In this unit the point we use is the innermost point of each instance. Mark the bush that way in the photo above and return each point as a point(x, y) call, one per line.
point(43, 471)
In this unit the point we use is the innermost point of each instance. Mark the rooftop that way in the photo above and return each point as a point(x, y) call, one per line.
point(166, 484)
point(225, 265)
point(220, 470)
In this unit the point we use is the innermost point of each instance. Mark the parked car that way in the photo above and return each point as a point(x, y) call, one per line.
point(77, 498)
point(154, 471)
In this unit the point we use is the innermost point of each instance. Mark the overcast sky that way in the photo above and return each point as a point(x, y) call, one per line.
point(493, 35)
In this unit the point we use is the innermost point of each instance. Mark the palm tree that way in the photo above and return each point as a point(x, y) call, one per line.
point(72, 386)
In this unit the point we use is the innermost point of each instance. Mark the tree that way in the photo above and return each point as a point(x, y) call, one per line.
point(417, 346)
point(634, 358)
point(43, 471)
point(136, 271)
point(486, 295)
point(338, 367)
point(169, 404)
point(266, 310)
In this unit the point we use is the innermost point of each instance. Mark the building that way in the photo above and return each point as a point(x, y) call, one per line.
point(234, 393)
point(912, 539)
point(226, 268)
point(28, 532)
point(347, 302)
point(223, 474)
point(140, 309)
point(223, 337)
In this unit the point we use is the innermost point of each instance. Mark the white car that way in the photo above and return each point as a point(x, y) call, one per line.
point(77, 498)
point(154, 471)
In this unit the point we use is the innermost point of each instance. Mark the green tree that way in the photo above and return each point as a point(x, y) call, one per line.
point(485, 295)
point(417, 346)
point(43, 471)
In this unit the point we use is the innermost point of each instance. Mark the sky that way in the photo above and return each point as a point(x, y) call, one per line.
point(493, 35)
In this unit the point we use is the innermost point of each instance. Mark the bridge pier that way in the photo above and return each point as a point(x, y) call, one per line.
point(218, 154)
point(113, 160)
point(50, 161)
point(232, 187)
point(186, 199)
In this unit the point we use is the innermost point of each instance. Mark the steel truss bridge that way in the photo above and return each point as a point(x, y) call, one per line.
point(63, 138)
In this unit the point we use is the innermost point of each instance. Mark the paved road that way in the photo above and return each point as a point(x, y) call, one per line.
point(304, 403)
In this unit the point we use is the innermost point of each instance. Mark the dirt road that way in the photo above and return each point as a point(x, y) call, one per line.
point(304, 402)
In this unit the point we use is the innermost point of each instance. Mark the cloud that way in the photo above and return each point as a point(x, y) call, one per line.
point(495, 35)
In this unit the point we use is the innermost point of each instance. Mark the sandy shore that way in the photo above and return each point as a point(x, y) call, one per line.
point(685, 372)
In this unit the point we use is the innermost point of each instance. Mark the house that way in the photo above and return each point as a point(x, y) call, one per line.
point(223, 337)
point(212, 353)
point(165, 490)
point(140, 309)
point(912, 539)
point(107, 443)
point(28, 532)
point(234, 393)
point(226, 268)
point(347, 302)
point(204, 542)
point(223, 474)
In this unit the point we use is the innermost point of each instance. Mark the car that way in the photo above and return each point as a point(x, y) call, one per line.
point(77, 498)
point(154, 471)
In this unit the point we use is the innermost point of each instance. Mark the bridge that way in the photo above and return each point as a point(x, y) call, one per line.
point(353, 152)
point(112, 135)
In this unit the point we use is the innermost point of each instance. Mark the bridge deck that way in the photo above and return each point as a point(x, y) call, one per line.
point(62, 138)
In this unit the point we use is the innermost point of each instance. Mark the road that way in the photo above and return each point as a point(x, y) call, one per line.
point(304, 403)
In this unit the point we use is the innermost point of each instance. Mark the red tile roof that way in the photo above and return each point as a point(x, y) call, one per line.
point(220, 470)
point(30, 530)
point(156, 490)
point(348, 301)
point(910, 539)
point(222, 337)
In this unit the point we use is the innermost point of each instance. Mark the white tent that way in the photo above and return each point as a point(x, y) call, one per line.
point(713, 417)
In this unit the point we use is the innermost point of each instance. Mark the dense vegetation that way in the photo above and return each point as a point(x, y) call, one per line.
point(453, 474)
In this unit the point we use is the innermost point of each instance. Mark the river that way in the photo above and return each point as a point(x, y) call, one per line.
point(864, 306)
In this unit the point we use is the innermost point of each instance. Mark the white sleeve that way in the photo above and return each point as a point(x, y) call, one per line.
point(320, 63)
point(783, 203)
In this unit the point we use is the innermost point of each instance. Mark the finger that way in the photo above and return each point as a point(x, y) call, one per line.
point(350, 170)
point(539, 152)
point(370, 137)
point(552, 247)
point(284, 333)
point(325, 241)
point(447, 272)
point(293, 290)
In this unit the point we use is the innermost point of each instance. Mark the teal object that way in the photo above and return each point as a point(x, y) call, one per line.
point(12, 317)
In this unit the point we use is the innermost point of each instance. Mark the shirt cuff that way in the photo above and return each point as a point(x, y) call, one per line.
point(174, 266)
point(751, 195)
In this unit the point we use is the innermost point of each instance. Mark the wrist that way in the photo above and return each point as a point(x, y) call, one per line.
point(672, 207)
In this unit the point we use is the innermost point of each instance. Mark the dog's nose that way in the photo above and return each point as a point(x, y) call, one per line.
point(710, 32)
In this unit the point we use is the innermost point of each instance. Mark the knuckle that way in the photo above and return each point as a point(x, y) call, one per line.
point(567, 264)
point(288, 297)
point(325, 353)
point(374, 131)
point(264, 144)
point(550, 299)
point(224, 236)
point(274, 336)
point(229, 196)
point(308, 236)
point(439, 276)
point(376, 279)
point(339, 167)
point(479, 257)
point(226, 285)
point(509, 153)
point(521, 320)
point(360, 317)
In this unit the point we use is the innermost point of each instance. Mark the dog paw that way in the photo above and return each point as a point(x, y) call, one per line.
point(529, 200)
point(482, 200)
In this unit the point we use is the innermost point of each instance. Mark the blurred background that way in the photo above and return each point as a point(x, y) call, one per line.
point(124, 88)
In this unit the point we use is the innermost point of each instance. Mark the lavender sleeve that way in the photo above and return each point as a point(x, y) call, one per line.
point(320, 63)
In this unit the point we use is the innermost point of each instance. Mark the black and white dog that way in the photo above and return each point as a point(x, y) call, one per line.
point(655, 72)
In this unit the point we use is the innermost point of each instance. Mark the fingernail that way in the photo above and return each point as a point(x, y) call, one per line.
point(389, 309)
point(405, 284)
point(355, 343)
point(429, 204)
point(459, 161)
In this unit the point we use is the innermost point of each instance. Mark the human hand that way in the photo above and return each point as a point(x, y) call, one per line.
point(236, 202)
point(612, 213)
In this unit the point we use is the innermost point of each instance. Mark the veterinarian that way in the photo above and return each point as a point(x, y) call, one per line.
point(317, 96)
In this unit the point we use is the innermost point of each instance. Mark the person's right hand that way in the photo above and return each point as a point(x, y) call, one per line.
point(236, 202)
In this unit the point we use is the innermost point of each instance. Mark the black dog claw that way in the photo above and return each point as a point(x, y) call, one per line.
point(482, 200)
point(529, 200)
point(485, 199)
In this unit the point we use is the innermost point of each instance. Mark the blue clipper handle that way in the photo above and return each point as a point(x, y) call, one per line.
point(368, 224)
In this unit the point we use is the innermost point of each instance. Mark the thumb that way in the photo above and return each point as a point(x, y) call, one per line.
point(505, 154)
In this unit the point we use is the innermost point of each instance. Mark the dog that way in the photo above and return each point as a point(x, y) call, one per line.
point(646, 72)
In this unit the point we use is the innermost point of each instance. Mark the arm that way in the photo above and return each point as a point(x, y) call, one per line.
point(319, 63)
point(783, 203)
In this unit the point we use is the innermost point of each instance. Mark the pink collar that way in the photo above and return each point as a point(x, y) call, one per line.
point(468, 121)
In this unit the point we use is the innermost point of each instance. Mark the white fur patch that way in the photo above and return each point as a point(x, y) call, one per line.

+++++

Work task: Retype the material above in full, exactly.

Response to the task:
In this unit the point we use is the innermost point of each instance. Mark the bush that way in the photo above and return each point as a point(x, y) call, one per line.
point(43, 471)
In this unit the point we use is the innermost point of each instance. Mark the rooftop that way in the photo above and return each point as a point(x, y) call, one per line.
point(166, 484)
point(225, 265)
point(220, 470)
In this unit the point we use is the innermost point of each instance. Mark the parked car that way in the photo above and return each point as a point(x, y) call, one per line.
point(77, 498)
point(154, 471)
In this unit the point we use is the innermost point of each instance. Mark the overcast sky that way in the photo above and return each point as a point(x, y) call, one per line.
point(493, 35)
In this unit the point we use is the innermost point of each instance. Mark the palm tree that way in the photo above and return each point as a point(x, y) call, one per line.
point(72, 386)
In this unit the point we use is the innermost point of each instance. Mark the tree that way in the photo above and return each point as a point(x, y) call, one per line.
point(417, 346)
point(634, 358)
point(43, 471)
point(136, 271)
point(486, 295)
point(338, 367)
point(169, 404)
point(266, 310)
In this unit the point we use is the innermost point of each instance. Mark the building that way in the photo above and return each point as a point(x, y) call, one per line.
point(234, 393)
point(912, 539)
point(226, 268)
point(28, 532)
point(347, 302)
point(223, 474)
point(140, 309)
point(223, 337)
In this unit the point we use is the innermost point of each instance. Mark the white car that way in the photo above and return each point as a point(x, y) call, one per line.
point(77, 498)
point(154, 471)
In this unit the point we use is the innermost point of each instance. Mark the green tree that way in the photo above and return each point as a point(x, y) call, one per line.
point(485, 295)
point(417, 346)
point(43, 471)
In this unit the point we use is the innermost point of each instance. Mark the sky that way in the photo above and return each point as a point(x, y) call, one per line.
point(493, 35)
In this unit the point we use is the innermost point of each instance. Mark the bridge pier that way in the photo above and return each point as a point(x, y) call, one per line.
point(218, 154)
point(113, 160)
point(50, 161)
point(232, 187)
point(186, 199)
In this unit the point we use is the innermost point of each instance. Mark the steel truss bridge that way in the photo above and return each point as a point(x, y) call, one per line.
point(63, 138)
In this unit the point we use is the innermost point of each instance. Mark the paved road that way in the photo above and return each point as a point(x, y) call, one per line.
point(304, 403)
In this unit the point we use is the innermost point of each instance. Mark the dirt road that way in the photo above and return each point as a point(x, y) call, one per line.
point(304, 402)
In this unit the point we use is the innermost point of each instance. Mark the cloud that way in the photo above and return each point as a point(x, y) call, one per line.
point(495, 35)
In this unit the point we use is the innermost point of each instance. Mark the sandy shore that way in the photo above and return each point as a point(x, y) call, one per line.
point(685, 372)
In this unit the point we use is the innermost point of each instance. Mark the house that way in the photo above and return each point as a point(x, y) call, one per line.
point(223, 337)
point(212, 353)
point(165, 490)
point(140, 309)
point(912, 539)
point(107, 443)
point(28, 532)
point(234, 393)
point(226, 268)
point(347, 302)
point(204, 542)
point(223, 474)
In this unit the point we use is the innermost point of each instance. Mark the car that way in the photo above and return each point as a point(x, y) call, one per line.
point(77, 498)
point(154, 471)
In this unit the point we use is the innermost point of each instance. Mark the bridge that way in the photo above and return each point as a point(x, y) call, one per line.
point(353, 152)
point(112, 135)
In this unit the point we use is the innermost point of each instance. Mark the bridge deck that way in the photo above and return each point as a point(x, y) call, one per line.
point(62, 138)
In this unit the point we use is the innermost point of each instance. Mark the road that way in the photo above and return each point as a point(x, y) call, one per line.
point(304, 403)
In this unit the point we use is the innermost point of each instance. Mark the red tile roof that way in the photo above and return each point as a point(x, y) call, one per line.
point(220, 470)
point(30, 530)
point(156, 490)
point(348, 301)
point(910, 539)
point(222, 337)
In this unit the point we use is the innermost point of each instance. Mark the white tent that way in the photo above and return each point as a point(x, y) call, one per line.
point(713, 417)
In this unit the point we use is the innermost point of each instance. Mark the dense vegetation that way in the photo above and return each point as a point(x, y) call, one per line.
point(453, 474)
In this unit the point we use is the innermost point of each instance. Mark the river that way in the photo above and return each point as a point(x, y) call, one per line.
point(864, 306)
In this unit the point we use is the innermost point of each instance. Mark the white sleeve that way in the photo above and return each point as a point(x, y) call, one per line.
point(320, 63)
point(783, 203)
In this unit the point we use is the innermost point of each instance. Mark the finger that way in the photo above and return each point as a point(x, y) call, one per line.
point(350, 170)
point(539, 152)
point(370, 137)
point(552, 247)
point(284, 333)
point(325, 241)
point(447, 272)
point(293, 290)
In this unit the point we use is the innermost point of each instance. Mark the teal object that way in the photo above and return each point as a point(x, y) call, one per line.
point(12, 317)
In this unit the point we use is the innermost point of each instance. Mark the shirt cuff that way in the photo above and return each point as a point(x, y) call, one per line.
point(174, 266)
point(751, 195)
In this unit the point we use is the innermost point of each instance. Mark the wrist that way in the photo above and return each point as a point(x, y) call, one per line.
point(672, 207)
In this unit the point we use is the innermost point of each instance. Mark the dog's nose that way in the photo above and return each point as a point(x, y) call, one per line.
point(710, 32)
In this unit the point we use is the innermost point of each instance. Mark the knuckle that way in the photo above and return each point as a point(x, y) call, one per line.
point(567, 264)
point(288, 297)
point(325, 353)
point(374, 131)
point(264, 144)
point(550, 299)
point(224, 236)
point(274, 336)
point(229, 196)
point(308, 236)
point(439, 276)
point(376, 279)
point(339, 167)
point(479, 257)
point(226, 285)
point(509, 153)
point(521, 320)
point(360, 317)
In this unit the point we use is the innermost point of each instance. Mark the dog paw that way in the photo above and return each point as a point(x, y) call, one per line.
point(529, 200)
point(482, 200)
In this unit the point we use is the innermost point of each instance. Mark the blurred background that way in the photo above and return each point as a point(x, y) call, one per line.
point(124, 88)
In this unit the point we use is the innermost point of each instance. Mark the lavender sleeve that way in the photo above and return each point as a point(x, y) call, one per line.
point(320, 63)
In this unit the point we use is the innermost point of each instance. Mark the black and white dog that way in the photo above and return each point as a point(x, y) call, one per line.
point(655, 72)
In this unit the point we use is the innermost point of each instance. Mark the fingernail that way in the photo above and return each point as a point(x, y) call, one per line.
point(389, 309)
point(405, 284)
point(355, 343)
point(429, 204)
point(459, 161)
In this unit the point we use is the innermost point of each instance. Mark the human hand that way in the photo above and return each point as a point(x, y) call, one per line.
point(236, 202)
point(612, 213)
In this unit the point we use is the innermost point of each instance. Mark the veterinarian that way in the photo above and return each point as a point(x, y) call, one per line.
point(317, 96)
In this unit the point we use is the innermost point of each instance. Mark the person's right hand that way in the photo above and return each point as a point(x, y) call, one per line.
point(236, 202)
In this unit the point we use is the innermost point of each instance. Mark the black dog claw that way in the photo above and return each point as a point(x, y) call, one per line.
point(482, 200)
point(529, 200)
point(485, 199)
In this unit the point we use is the innermost point of each instance. Mark the blue clipper handle that way in the photo above and return each point as a point(x, y) call, one per line.
point(368, 224)
In this unit the point we use is the innermost point of each instance. Mark the thumb that way in the photo above and return each point as a point(x, y) call, one per line.
point(505, 154)
In this unit the point we use is the innermost point of each instance. Mark the dog that way in the photo above and return each point as a point(x, y) call, one per line.
point(646, 72)
In this unit the point we use is the innermost point of each instance. Mark the arm that way in the photo above and return each point as a point(x, y) call, one per line.
point(319, 63)
point(783, 203)
In this unit the point we use is the innermost point of each instance. Mark the pink collar that way in the photo above and return each point as a point(x, y) call, one per line.
point(468, 121)
In this unit the point we use is the innermost point of each instance. Mark the white fur patch that way in the photo above and return each point as a point(x, y) call, one per line.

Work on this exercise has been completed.